Scale the records starting at the line that contains "Provide the segmentation of every instance of the fingers" and ending with the last line of the records, and write those lines out again with every line included. Multiply each coordinate in the answer outlines by 1.2 and round to the nearest whole number, with halves rounding up, but leave the other numbers unchanged.
------------------------------------------------------------------------
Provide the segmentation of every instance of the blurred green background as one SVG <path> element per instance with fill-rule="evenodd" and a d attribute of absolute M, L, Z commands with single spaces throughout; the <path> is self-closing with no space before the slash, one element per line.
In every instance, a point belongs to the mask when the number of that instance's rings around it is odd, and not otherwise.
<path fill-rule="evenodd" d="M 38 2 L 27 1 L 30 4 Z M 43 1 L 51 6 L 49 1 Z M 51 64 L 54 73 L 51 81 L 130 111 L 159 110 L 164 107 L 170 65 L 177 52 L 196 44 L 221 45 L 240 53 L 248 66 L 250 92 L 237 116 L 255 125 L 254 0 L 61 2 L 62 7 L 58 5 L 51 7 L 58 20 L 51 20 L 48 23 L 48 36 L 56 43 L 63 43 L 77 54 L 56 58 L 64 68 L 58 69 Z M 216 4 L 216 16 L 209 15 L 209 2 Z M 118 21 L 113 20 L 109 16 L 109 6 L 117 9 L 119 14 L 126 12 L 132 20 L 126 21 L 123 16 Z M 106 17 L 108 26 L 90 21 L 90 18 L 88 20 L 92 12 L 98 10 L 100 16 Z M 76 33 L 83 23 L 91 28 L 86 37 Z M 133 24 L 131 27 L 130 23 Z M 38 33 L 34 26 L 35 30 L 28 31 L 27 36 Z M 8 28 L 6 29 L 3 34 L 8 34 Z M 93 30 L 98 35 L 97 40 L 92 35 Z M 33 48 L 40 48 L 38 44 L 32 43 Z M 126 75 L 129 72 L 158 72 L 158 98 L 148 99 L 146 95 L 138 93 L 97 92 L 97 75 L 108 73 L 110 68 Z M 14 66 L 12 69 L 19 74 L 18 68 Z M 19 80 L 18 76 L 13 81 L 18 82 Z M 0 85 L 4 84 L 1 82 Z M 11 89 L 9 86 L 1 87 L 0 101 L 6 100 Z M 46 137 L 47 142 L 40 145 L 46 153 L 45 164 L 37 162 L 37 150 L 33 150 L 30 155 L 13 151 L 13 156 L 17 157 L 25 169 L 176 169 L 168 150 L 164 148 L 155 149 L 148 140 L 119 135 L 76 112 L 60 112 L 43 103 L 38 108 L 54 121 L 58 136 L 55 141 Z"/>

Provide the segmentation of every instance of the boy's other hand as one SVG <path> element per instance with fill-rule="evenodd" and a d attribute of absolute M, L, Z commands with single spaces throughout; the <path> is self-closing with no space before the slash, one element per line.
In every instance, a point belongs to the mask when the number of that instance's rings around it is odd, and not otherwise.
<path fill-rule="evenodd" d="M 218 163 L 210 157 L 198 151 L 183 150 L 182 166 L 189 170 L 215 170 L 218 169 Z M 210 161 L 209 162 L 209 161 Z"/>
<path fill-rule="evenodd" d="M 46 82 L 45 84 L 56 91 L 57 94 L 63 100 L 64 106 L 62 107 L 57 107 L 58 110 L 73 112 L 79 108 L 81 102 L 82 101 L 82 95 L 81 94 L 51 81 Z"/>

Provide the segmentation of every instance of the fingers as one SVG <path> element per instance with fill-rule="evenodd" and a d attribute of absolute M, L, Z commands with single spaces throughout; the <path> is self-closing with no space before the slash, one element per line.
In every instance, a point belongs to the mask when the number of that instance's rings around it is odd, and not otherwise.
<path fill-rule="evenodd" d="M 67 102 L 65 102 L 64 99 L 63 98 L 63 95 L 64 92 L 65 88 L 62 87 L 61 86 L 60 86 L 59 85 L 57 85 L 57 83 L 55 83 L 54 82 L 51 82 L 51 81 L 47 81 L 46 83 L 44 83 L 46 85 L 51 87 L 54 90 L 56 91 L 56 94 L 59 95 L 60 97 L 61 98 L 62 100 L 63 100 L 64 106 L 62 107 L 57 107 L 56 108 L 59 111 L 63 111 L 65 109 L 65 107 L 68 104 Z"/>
------------------------------------------------------------------------
ANSWER TO THE EXERCISE:
Provide the segmentation of every instance of the fingers as one SVG <path> element per instance with fill-rule="evenodd" and a d attribute of absolute M, L, Z commands with single spaces throughout; the <path> is self-closing with no space before the slash, one element per line.
In every instance, a point belongs to the mask when the number of that instance's rings around it is odd, and not otherwise.
<path fill-rule="evenodd" d="M 80 122 L 78 122 L 77 119 L 76 118 L 76 114 L 77 110 L 78 106 L 74 104 L 73 103 L 72 103 L 71 102 L 68 102 L 68 100 L 66 100 L 65 98 L 61 98 L 61 97 L 56 97 L 55 100 L 53 100 L 55 102 L 61 104 L 65 108 L 67 109 L 67 113 L 71 114 L 72 116 L 73 118 L 74 120 L 76 120 L 77 127 L 74 128 L 68 128 L 67 130 L 71 133 L 76 133 L 78 131 L 78 128 L 82 125 Z"/>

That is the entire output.